== TEXT SEGMENT ==
Billie Holiday

1915-1959

Nationality: American
Occupation: Jazz vocalist

NARRATIVE ESSAY:

Billie Holiday (1915-1959) was a jazz vocalist with perhaps the most emotional depth of any singer in jazz history.

Billie Holiday's life was tragic. Born into out-of-wedlock poverty, she became the most influential female jazz vocalist of her time, but, she battled--with drug addiction, with narcotics agents' harassment, with racism, with self-serving lovers, and with people that would hang around with her just to get what she had. Many serious listeners consider her the greatest jazz vocalist ever.

She was born Eleanora Fagan on April 7, 1915, in Baltimore, Maryland. (The name "Billie" she later borrowed from one of her favorite movie actresses, Billie Dove.) At the time of Billie's birth, her mother, Sadie Fagan, was 13 years old, and her father, Clarence Holiday (later a jazz guitarist in Fletcher Henderson's band), was 15; they married each other three years later. As a child Billie ran errands for prostitutes in a nearby brothel (house of prostitution), and as a reward they allowed her to listen to their Louis Armstrong.

When she was thirteen, she went to New York City with her mother, who worked as a housemaid, but the 1929 depression soon left her mother unemployed. In 1932 Billie, who was 17 years old, tried out for a job as a nightclub dancer, and when she was rejected, she spontaneously auditioned for a singing job and was hired. For the next few years she sang in a succession of Harlem clubs. until her career received a boost from impresario John Hammond, who induced Benny Goodman to use her on a record in 1933. But it was through a series of superb recordings made between 1935 and 1939 that her international reputation was established; those performances are jazz classics not only for Billie's singing but also for the outstanding group and solo work of the accompanying all-star groups. During the late 1930s she was also a big band vocalist, first with Count Basie (1937) and then with Artie Shaw (1938).

Her relationship with Basie's star tenor saxophonist Lester Young is the stuff of legend: they worked well together and became great friends for life (Young had the same type of problems Holiday did). He named her "Lady Day," and that title became her jazz world nick-name from the mid-1930s on; she in turn labeled him "Pres" (the "President of Tenor Saxophonists"). Their musical interaction is one of the miracles of jazz. On many recordings the tenor saxophone and voice interweave so well that they sound as if they're poured from the same bottle. After the late 1930s they rarely recorded together, but to the end remained soulmates. (They died the same year.) Billie's career reached its height in the very late 1930s. In 1938 she worked a long engagement at Cafe Society; the following year she joined Benny Goodman on a radio broadcast; she was regularly working the big New York theaters and the famous 52nd Street clubs. Two songs of the period are noteworthy: the first, "Strange Fruit," with a haunting lyric by Lewis Allan to which Billie contributed the music, is a depiction of a lynching; her record company, Columbia, considered it too inflammatory and refused to issue it, but it was finally released by a small record company (Commodore) in 1939 and, ironically, became a big money-maker because of the tune on the record's other side, "Fine and Mellow," a blues written by Billie. Another tune always associated with her was "Gloomy Sunday," which was expressive of such deep despair that it was for a time barred from the airwaves (it hinted at suicide).

== REQUIRED WORK ==
Rewrite the paragraph of the Billie Holiday essay that begins "She was born Eleanora Fagan" as a short list of its main facts. The material after this point is separate from the Billie Holiday essay.

== SUPPLIED RECORDS ==

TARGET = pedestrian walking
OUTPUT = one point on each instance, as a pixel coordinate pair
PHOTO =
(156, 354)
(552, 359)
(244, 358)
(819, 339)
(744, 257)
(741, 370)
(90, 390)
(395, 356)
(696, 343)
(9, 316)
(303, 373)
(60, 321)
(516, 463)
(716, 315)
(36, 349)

== RESPONSE AREA ==
- Born Eleanora Fagan on April 7, 1915, in Baltimore, Maryland.
- Later took the name "Billie" from Billie Dove, one of her favorite movie actresses.
- At her birth her mother, Sadie Fagan, was 13. Her father, Clarence Holiday, was 15 and later became a jazz guitarist in Fletcher Henderson's band.
- Her parents married each other three years later.
- As a child she ran errands for prostitutes in a nearby brothel. As a reward they let her listen to their Louis Armstrong.